Ziel der Übung:
Geben Sie jede der folgenden Zeilen, in der die Zeichenfolge „maroon“ vorkommt, vollständig und unverändert wieder.
#####
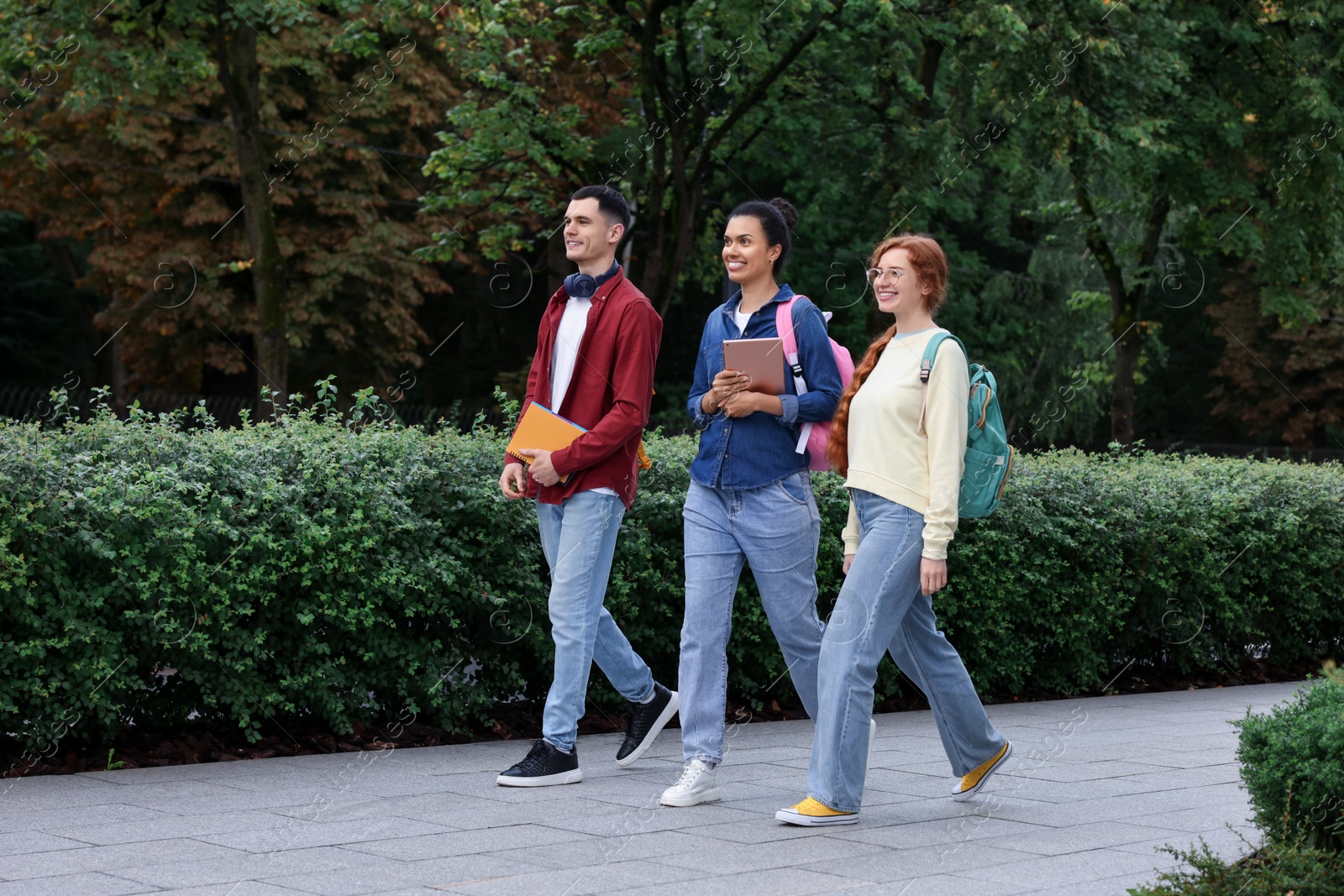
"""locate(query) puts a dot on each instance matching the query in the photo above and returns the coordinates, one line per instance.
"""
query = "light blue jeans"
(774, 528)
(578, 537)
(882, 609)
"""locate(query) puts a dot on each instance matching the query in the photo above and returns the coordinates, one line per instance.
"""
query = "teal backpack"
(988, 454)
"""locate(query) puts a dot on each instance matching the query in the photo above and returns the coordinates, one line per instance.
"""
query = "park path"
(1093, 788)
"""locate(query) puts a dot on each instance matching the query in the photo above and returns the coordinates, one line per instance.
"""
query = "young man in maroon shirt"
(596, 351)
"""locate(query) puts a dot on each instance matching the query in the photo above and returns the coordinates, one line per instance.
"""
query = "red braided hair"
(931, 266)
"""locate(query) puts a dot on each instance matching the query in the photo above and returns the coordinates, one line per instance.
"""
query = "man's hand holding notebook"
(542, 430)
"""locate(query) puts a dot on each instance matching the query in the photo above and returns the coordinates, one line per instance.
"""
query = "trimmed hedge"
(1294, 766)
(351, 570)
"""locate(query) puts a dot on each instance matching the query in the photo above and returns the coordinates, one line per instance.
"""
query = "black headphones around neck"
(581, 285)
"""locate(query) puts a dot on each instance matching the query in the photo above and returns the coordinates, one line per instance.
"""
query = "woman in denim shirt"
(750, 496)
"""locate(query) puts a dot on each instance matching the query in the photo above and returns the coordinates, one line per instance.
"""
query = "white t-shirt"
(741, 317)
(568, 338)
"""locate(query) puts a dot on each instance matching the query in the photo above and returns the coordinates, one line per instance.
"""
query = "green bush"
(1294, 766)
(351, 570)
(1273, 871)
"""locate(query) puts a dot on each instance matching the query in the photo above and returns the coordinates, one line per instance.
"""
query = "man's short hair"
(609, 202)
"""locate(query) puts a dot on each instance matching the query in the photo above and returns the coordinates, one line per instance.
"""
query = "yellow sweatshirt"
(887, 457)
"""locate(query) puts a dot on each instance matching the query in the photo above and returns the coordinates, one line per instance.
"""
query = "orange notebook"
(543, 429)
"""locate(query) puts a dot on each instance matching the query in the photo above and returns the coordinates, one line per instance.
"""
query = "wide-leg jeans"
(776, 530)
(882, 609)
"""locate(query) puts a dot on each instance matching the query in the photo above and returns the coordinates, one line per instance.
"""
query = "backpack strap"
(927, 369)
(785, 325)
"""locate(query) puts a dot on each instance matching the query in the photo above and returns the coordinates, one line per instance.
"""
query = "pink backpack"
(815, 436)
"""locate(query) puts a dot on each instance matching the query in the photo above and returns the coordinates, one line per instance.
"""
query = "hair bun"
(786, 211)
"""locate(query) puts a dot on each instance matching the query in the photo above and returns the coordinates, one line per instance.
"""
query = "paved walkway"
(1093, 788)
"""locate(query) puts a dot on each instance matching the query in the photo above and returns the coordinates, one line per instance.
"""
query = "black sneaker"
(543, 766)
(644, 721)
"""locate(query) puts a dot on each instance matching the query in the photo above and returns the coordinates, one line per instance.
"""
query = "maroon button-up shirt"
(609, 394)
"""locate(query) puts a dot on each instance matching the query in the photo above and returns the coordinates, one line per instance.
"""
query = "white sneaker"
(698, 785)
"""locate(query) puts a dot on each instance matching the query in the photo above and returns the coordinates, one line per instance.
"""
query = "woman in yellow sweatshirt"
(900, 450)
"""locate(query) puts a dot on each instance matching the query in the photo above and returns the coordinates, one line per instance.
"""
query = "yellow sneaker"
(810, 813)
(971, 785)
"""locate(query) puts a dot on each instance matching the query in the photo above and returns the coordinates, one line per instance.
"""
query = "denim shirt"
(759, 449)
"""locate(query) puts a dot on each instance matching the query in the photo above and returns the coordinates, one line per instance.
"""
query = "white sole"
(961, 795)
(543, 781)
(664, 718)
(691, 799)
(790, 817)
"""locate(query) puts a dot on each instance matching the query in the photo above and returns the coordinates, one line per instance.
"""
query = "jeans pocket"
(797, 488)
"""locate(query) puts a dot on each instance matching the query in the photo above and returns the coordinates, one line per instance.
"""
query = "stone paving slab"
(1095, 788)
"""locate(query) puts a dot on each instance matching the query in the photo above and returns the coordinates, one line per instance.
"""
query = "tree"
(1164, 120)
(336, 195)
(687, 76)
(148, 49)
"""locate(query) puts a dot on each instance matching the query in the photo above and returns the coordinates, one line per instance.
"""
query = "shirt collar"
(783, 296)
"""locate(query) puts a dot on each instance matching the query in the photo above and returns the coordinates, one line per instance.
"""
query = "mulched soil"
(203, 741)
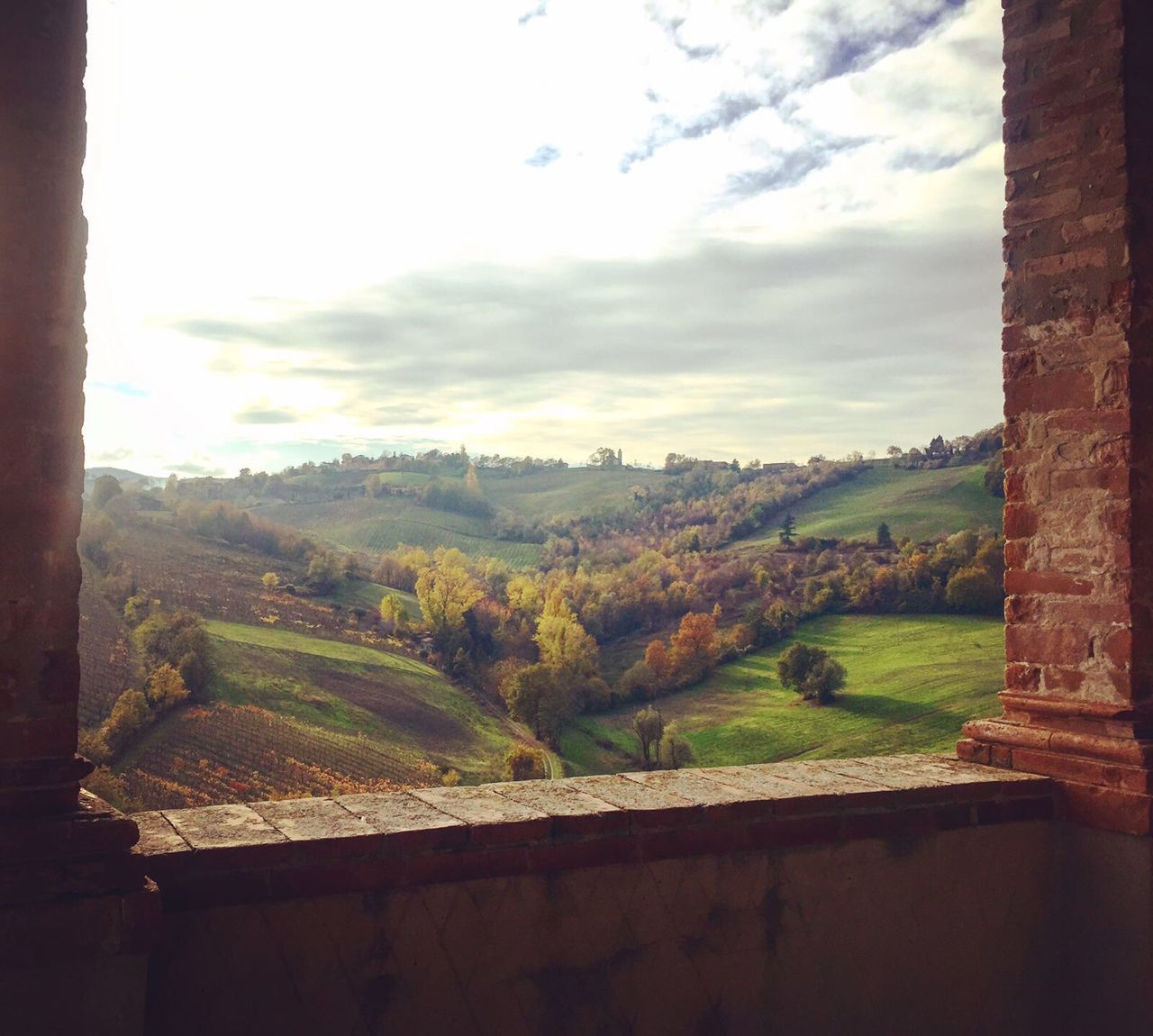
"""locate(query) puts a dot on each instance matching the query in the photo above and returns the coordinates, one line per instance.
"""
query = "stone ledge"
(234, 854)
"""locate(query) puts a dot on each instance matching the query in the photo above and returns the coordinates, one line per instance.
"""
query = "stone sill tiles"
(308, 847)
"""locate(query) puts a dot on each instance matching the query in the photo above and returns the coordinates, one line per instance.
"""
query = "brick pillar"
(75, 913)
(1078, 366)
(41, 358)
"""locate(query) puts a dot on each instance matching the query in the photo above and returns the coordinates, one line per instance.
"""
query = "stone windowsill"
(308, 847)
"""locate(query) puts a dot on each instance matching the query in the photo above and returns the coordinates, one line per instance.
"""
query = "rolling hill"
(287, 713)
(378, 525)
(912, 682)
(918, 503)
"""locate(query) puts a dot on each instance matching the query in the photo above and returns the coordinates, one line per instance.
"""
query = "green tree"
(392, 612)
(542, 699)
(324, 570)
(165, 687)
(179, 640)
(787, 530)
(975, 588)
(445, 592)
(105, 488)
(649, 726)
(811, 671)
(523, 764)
#####
Lösung der Aufgabe:
query = "young man in maroon shirt"
query = "maroon button-up shirt"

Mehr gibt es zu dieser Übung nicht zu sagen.